### [Excerpted records]
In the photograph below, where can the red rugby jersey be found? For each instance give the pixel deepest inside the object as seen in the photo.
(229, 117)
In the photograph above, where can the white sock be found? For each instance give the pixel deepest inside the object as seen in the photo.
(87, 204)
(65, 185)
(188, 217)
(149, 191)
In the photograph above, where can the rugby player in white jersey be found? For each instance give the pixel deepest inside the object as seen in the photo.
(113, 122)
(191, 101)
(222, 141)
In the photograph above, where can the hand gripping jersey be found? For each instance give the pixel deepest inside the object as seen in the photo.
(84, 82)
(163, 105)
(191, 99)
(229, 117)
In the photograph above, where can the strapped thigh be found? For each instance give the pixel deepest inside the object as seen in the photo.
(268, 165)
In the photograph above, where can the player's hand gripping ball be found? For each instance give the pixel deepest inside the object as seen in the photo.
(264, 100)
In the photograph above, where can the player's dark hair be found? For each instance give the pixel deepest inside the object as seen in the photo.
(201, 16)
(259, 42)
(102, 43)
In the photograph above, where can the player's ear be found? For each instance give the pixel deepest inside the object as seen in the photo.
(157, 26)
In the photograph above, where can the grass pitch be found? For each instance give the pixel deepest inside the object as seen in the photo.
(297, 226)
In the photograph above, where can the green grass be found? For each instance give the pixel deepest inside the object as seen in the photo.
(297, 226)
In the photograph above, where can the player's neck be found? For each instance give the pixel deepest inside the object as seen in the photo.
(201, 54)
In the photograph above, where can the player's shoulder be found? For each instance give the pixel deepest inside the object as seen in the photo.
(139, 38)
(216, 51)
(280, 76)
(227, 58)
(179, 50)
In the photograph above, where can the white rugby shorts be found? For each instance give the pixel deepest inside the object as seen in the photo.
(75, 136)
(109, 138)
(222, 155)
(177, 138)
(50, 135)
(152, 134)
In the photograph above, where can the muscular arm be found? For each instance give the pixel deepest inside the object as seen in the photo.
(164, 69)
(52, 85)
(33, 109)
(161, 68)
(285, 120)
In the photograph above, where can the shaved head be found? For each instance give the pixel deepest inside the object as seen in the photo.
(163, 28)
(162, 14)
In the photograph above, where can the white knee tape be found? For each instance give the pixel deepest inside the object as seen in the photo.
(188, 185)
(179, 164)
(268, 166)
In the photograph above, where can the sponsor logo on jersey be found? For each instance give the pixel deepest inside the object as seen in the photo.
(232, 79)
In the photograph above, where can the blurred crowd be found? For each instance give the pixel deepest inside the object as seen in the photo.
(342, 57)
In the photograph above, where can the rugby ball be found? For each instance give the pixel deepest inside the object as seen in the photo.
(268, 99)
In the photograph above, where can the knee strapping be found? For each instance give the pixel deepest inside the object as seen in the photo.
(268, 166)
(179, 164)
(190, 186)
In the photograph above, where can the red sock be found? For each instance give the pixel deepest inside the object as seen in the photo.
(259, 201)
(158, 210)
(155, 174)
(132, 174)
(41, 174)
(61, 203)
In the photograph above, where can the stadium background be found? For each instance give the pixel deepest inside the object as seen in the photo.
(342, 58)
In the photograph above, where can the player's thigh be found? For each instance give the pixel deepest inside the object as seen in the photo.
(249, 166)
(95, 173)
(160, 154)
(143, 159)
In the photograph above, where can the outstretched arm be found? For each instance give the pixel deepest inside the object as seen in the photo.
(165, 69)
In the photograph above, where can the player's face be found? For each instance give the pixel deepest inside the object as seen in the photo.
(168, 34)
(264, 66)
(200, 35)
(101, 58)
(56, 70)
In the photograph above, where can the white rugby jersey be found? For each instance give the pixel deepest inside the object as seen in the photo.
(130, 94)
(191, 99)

### [Instructions for the task]
The full set of entries must be transcribed exactly.

### [Answer to this exercise]
In the photograph below, where can the red rugby jersey be found? For each instance give the pixel deepest inside the object as seen in the photo.
(229, 117)
In the photograph above, where can the white sock be found? For each instance give the pixel deepest inside the object as seen in the photo.
(87, 204)
(65, 185)
(188, 217)
(149, 191)
In the photograph above, where can the rugby player in white jersey be found? For each instance give the pixel deepest inside the object as seen in the photo.
(113, 122)
(191, 101)
(222, 141)
In the photograph above, where can the hand gripping jersey be found? For each instance give the pixel deepest inside the object as seen in the photo.
(84, 82)
(163, 105)
(191, 99)
(229, 117)
In the photograph above, where can the strapped thigh be found? For each instance give the pixel deepest inside the object as seen in the photo.
(268, 165)
In the photograph above, where can the player's hand gripping ball be found? For each instance give the pixel deepest inside the object as seen in the photo.
(264, 100)
In the photograph above, where can the player's dark hair be found? For each instance give the pixel deepest inside the object as seen in the photo.
(201, 16)
(259, 42)
(102, 43)
In the photograph above, where can the player's ear be found? For each instance give the pixel deepest inside the object as seen in the photo.
(157, 26)
In the photograph above, where can the grass pitch be found? For each instance give the pixel deepest inside the object as seen in the photo.
(297, 226)
In the photograph above, where can the green grass be found? For each instance give the pixel deepest inside the object as seen in the photo.
(297, 226)
In the photograph above, where can the player's neck be found? For each instance give the pixel deepest inside the object as seen in the photo.
(201, 54)
In the photograph above, where can the player's shoulder be found? For each instance give the pixel deepest inside the object as seen in the photo.
(139, 38)
(216, 51)
(280, 76)
(227, 58)
(179, 50)
In the photograph above, where can the white rugby shorts be found? For each instance give the pixel deepest inside the object as seen in the photo.
(75, 136)
(109, 138)
(222, 155)
(177, 138)
(50, 135)
(152, 134)
In the photograph above, where can the muscular arm be found? For each instance give the pixel deepest inside the object as seen in the photo.
(164, 69)
(52, 85)
(33, 109)
(161, 68)
(285, 120)
In the photograph above, where can the shaved head be found? For each instance give the pixel deepest inside the object as seen in the photo.
(163, 28)
(162, 14)
In the photograph above, where can the white knee tape be found? For each instance give the pixel deepest inside the object as seen in the photo.
(188, 185)
(179, 164)
(268, 166)
In the photograph above, where can the sponsor logo on jersey be found? For each instance give the pixel deepest inside the object as seen in the photo.
(232, 79)
In the photograph above, where can the blurred crowd be found? For each instance give the pixel deepest inside the object as seen in the photo.
(342, 57)
In the photograph above, where can the rugby ball be found? For each instance give the pixel deepest inside the object as seen in the photo.
(268, 99)
In the photograph above, where can the knee strapping be found? For each instance give the pixel deepest inside the object as seen in the photo.
(268, 166)
(179, 164)
(190, 186)
In the photograph above, where can the red sock be found? For each instance give the pixel deepest inside the object as seen in the photo.
(259, 201)
(158, 210)
(155, 174)
(132, 174)
(41, 174)
(61, 203)
In the photograph above, where can the stadium background be found? For each instance give the pixel deepest inside the object as seen in the photo.
(342, 58)
In the photograph above, where can the player's thigh be found? For each instance give the pixel deepest inside the object as seen in the photo.
(249, 166)
(95, 173)
(160, 154)
(143, 159)
In the photograph above, where can the outstretched arm be found? For each instance give the pixel deepest inside the object as seen in the photo.
(165, 69)
In the photograph above, where can the player's face be found? For each instance give the pixel deepest inside the object as seen in the photo.
(168, 34)
(264, 66)
(200, 35)
(101, 58)
(56, 70)
In the photograph above, where can the white rugby jersey be found? For each instance give the pixel deepest inside the object as seen in the photo.
(130, 94)
(191, 99)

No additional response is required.